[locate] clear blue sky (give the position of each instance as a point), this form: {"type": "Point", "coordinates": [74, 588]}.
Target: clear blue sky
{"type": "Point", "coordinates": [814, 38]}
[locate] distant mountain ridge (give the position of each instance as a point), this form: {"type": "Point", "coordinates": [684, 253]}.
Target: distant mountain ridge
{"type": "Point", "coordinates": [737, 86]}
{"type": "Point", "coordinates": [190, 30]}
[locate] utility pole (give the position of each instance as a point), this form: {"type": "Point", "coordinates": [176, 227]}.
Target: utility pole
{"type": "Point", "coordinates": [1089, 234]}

(THE REQUEST): Render every line of the material above as a JSON array of strings, one string per line, leaving out any blank lines.

(THE REPLY):
[
  "[locate] clear blue sky (give the position of each instance as a point), this form: {\"type\": \"Point\", \"coordinates\": [74, 588]}.",
  "Target: clear blue sky",
  "{\"type\": \"Point\", \"coordinates\": [814, 38]}",
  "[locate] distant mountain ridge (give the position of each instance as a point), this form: {\"type\": \"Point\", \"coordinates\": [684, 253]}.",
  "Target: distant mountain ridge",
  "{\"type\": \"Point\", \"coordinates\": [737, 86]}",
  "{\"type\": \"Point\", \"coordinates\": [190, 30]}",
  "[locate] utility pole (give the position of each instance as a point), this form: {\"type\": \"Point\", \"coordinates\": [176, 227]}.",
  "Target: utility pole",
  "{\"type\": \"Point\", \"coordinates\": [1089, 234]}"
]